_Trabajo requerido_:
**a.** Según el fragmento sobre la oración, ¿en qué se convierte el polvo?
**b.** Reescale las líneas de las entradas situadas entre la que contiene "of the lips" y el final de las entradas, ambas incluidas. Reprodúzcalas completas y con todo su texto, multiplicando por 2 cada coordenada y redondeando a números enteros, con las mitades hacia arriba.

_Fragmento del documento_:
El anhelo del que el Rey nos oiga en el día que lo invoquemos hace que entonces la fragilidad de nuestras palabras se tornen primero en susurro, más tarde en clamor y terminan en convicción divina. Entonces los débiles se levantan donde los fuertes se caen. Los vulnerables son revestidos con la armadura de Dios y se convierten en guerreros poderosos. Los desdibujados resultan ser llamados hijos de Dios. Los solos se sienten acompañados por los mensajeros del Señor. Los incomprendidos se saben escuchados. Los vacíos se vuelven llenos. Los derrotados dicen que todo lo pueden en Cristo que fortalece. Las nubes regresan y destilan bendición. El polvo se convierte en plataforma y las aparentes víctimas terminan por convertirse en vencedores.
En esas paradojas de la vida los fuertes en su propia conceptualización siguen confiando en sus fortalezas que los debilitan mientras que los débiles confían en la Fortaleza que los fortalece, por medio de la comunión, de la oración, de la emisión de palabras que captan la emoción, verbalizan el sentimiento, oralizan el deseo, resumen el anhelo en palabras de todos los tonos y los volúmenes posibles. Aun si con todo esto no lo logra expresar la intención, si la fuerza no alcanza para más, si las palabras se hacen insuficientes y rehuyen del pensamiento, entra esplenderoso en la escena el Paracleto que en ese lenguaje inigualable hace lo que nosotros no alcanzamos ni alcanzaremos a hacer, transmutándolo todo y discerniendo entonces que la oración no era lo que yo puedo hacer en Dios sino lo que Dios hace en y con nosotros.

[Entradas de anotación de posiciones]
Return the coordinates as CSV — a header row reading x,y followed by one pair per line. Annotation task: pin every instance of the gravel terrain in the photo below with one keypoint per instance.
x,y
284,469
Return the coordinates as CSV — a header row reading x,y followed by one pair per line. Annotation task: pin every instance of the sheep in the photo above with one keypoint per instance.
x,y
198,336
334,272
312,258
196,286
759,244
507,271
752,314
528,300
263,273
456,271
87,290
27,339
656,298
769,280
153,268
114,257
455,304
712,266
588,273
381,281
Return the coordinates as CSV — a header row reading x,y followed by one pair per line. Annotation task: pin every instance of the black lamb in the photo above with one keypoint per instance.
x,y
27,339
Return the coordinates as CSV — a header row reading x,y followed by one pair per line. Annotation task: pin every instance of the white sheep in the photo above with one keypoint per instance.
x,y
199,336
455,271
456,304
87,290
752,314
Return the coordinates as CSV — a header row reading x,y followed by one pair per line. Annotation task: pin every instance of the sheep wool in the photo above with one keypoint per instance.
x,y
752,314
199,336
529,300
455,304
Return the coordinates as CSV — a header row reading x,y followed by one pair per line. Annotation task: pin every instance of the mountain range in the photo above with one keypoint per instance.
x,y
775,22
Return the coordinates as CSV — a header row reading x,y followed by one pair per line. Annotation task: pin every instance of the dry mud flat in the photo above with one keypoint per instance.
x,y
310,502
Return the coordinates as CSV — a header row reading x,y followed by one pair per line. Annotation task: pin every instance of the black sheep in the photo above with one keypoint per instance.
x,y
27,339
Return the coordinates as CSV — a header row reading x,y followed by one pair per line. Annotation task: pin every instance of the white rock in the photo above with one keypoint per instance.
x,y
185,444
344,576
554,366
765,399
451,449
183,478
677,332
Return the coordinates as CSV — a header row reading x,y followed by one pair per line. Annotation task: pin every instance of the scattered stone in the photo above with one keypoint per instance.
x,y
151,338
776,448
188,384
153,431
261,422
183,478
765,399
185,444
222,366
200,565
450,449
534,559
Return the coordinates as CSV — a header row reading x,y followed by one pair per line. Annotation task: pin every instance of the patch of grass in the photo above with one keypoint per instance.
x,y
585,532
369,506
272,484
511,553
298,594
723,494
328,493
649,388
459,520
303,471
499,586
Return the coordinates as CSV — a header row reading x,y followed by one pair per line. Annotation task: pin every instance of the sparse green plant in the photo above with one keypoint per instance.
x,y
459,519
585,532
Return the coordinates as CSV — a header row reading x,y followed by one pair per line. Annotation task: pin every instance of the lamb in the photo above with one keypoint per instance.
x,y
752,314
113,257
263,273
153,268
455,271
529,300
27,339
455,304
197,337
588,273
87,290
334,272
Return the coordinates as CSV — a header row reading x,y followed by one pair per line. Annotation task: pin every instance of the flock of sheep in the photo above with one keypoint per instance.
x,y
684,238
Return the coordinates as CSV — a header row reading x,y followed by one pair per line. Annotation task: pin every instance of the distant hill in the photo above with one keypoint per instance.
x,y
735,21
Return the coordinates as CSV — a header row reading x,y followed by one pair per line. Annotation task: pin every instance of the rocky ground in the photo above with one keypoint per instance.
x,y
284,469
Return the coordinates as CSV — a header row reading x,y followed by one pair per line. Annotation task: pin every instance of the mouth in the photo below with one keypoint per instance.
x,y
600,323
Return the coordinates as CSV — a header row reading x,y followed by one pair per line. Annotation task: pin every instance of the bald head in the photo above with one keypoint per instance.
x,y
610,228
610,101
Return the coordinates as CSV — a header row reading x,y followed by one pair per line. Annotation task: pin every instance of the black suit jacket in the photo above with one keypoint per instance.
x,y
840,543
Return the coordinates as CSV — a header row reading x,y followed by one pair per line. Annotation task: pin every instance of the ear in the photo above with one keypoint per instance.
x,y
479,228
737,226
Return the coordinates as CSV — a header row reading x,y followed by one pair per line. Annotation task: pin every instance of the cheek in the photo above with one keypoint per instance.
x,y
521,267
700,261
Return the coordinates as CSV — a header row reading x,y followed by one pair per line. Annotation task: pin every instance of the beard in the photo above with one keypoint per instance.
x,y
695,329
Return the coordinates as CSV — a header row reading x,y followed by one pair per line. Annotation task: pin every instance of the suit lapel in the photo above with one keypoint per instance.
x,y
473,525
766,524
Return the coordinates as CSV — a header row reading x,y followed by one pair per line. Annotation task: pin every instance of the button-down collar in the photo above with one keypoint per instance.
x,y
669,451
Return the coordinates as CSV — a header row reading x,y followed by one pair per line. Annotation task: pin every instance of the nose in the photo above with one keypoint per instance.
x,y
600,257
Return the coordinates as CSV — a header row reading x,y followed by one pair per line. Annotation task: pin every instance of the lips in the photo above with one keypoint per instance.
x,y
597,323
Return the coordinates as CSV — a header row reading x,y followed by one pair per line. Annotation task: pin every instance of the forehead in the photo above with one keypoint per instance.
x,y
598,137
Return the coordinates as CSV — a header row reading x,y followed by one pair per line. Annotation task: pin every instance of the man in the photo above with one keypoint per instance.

_Respuestas por tarea_:
**a.** El polvo se convierte en plataforma.

**b.**
Return the coordinates as CSV — a header row reading x,y followed by one pair per line. Annotation task: pin every instance of the lips in the photo above with one keypoint per instance.
x,y
1194,646
Return the coordinates as CSV — a header row reading x,y followed by one pair per line. Annotation task: pin every instance of the forehead in the photo above with one keypoint per instance.
x,y
1196,274
Return the coordinates as CSV — a header row reading x,y followed by one pair per line. Annotation task: pin every instance of the man in the photo above with one keypoint per instance.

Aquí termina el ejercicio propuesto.